EXTRACTED TEXT
BEGIN
Support your mental health with breathwork

Written by Natasha Zolotareva

Actionable tips on how to support our mental health with breathwork

Niraj Naik, ex-pharmacist turned holistic health expert, founder of the international School of Breathwork Soma Breath says:

“Health isn’t just about your physical body health. Health is your overall spectrum of livelihood; physical, mental, emotional, and spiritual. When one breaks down, everything else starts falling apart.
I’d like to encourage you to take the time to prioritise your mental health. Mental Health Foundation UK shared this year’s theme to be ‘connecting with nature’. So, make a conscious effort to go outside (even if it’s just for a few minutes a day) and take a few breaths in nature. Your breath is your superpower, and I cannot say this enough.
Connecting to your breath and nature brings you to a calm state and puts your mind, body, and spirit in total alignment”.

One of the proven ways to improve our mental state is by practicing breathing techniques.

Numerous studies have confirmed how breathing techniques can produce various physical and mental benefits. Interestingly, it seems that breathing techniques can even produce effects similar to those experienced with psychedelics.

The study led by Dr Jeff Tarrant “Can the Breath be Psychedelic? An Examination of Soma Breathing Meditation on Quantitative EEG and Altered States” suggests promising evidence that breathwork meditation can be used to replicate the calming effects of psychedelics as part of a comprehensive approach to improving mental health. The advantage of breathwork over psychedelics is that, unlike the complicated legalities and availability surrounding psychedelics, breathwork can be accessed anywhere, anytime, by anyone.
END
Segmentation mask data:
BEGIN
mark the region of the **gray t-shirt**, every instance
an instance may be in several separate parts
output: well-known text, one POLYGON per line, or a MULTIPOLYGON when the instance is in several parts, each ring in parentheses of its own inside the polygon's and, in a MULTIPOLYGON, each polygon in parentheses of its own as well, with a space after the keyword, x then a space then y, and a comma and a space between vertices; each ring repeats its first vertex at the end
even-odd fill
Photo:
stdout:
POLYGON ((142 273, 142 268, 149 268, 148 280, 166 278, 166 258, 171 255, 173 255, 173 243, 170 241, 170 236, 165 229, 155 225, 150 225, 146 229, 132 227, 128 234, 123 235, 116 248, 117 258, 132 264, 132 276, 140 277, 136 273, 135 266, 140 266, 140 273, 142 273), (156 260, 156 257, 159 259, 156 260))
END
PROBLEM SET
1. In the breathwork article, what theme did the Mental Health Foundation UK share for this year?
2. Reproduce the stretch of the breathwork article from "Connecting to your" through "practicing breathing techniques.".
The records have no connection to the breathwork article.

RESPONSE LIST
1. Connecting with nature.

2.
Connecting to your breath and nature brings you to a calm state and puts your mind, body, and spirit in total alignment”.

One of the proven ways to improve our mental state is by practicing breathing techniques.